WRITTEN EXERCISE:
Find each line in the records below that contains the string "trim", matching case exactly, and copy those lines out.
[START]
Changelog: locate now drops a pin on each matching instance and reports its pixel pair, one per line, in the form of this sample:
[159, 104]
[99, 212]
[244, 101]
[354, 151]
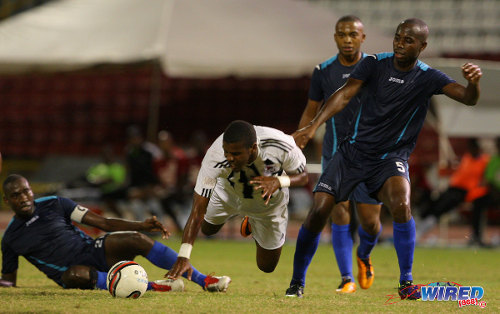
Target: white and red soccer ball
[127, 279]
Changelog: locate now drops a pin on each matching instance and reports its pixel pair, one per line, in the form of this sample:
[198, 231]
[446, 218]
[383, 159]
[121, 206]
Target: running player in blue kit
[42, 232]
[394, 91]
[326, 79]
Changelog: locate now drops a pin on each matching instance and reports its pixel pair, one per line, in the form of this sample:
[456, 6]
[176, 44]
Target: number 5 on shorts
[400, 166]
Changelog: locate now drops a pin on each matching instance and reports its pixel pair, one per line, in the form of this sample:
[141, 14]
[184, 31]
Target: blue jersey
[326, 79]
[47, 240]
[393, 105]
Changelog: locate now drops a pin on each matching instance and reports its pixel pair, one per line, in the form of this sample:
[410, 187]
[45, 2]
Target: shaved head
[349, 18]
[419, 28]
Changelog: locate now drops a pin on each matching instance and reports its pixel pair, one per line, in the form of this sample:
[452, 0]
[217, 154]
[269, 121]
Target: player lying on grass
[246, 171]
[42, 231]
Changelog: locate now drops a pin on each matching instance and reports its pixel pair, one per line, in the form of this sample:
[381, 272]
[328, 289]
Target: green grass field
[255, 292]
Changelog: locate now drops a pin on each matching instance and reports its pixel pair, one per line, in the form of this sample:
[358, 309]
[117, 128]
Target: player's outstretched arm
[333, 105]
[193, 225]
[467, 95]
[9, 280]
[117, 224]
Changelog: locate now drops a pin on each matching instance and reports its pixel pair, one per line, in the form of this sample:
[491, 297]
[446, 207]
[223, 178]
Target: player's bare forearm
[468, 95]
[471, 94]
[334, 105]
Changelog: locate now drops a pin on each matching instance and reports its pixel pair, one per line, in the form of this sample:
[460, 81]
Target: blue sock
[164, 257]
[366, 242]
[404, 243]
[307, 244]
[342, 247]
[101, 280]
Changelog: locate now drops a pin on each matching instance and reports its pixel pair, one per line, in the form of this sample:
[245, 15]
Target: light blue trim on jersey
[353, 137]
[45, 198]
[384, 55]
[326, 63]
[422, 66]
[10, 222]
[334, 129]
[59, 268]
[402, 132]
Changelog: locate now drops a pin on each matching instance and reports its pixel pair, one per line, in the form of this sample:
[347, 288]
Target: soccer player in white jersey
[246, 171]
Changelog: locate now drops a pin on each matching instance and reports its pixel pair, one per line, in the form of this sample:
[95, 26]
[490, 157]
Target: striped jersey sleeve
[213, 166]
[284, 148]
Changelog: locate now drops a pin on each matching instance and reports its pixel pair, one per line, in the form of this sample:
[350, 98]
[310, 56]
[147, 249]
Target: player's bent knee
[400, 209]
[79, 277]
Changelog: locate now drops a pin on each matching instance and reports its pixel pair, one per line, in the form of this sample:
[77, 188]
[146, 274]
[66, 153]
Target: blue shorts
[350, 167]
[359, 194]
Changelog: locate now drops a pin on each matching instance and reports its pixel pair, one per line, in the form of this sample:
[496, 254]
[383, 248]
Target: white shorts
[268, 230]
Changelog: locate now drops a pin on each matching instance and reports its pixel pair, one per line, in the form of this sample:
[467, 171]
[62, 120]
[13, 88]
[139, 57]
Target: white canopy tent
[195, 38]
[209, 38]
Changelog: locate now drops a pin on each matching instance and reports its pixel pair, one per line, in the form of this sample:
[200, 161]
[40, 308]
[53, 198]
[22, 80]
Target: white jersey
[277, 155]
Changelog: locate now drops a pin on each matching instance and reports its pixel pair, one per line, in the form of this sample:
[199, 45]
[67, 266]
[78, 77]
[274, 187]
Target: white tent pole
[154, 101]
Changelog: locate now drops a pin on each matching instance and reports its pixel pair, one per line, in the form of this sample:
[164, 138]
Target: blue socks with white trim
[342, 247]
[366, 242]
[307, 244]
[404, 243]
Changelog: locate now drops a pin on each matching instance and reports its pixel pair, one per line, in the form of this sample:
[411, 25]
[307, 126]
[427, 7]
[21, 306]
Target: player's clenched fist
[471, 72]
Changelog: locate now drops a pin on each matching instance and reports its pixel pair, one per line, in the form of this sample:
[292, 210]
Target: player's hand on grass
[5, 283]
[181, 266]
[471, 72]
[268, 185]
[302, 136]
[152, 224]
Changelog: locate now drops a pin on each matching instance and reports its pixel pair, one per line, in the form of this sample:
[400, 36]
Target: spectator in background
[492, 174]
[172, 171]
[466, 185]
[109, 176]
[140, 157]
[492, 180]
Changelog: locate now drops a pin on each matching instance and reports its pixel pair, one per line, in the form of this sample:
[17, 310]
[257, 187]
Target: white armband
[78, 213]
[284, 181]
[185, 250]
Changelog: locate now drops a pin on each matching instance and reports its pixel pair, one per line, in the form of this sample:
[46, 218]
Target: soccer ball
[127, 279]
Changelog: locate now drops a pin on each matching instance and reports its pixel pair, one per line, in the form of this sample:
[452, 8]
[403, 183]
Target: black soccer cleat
[END]
FINISHED ANSWER:
Target: light blue trim on jersey
Target: blue socks with white trim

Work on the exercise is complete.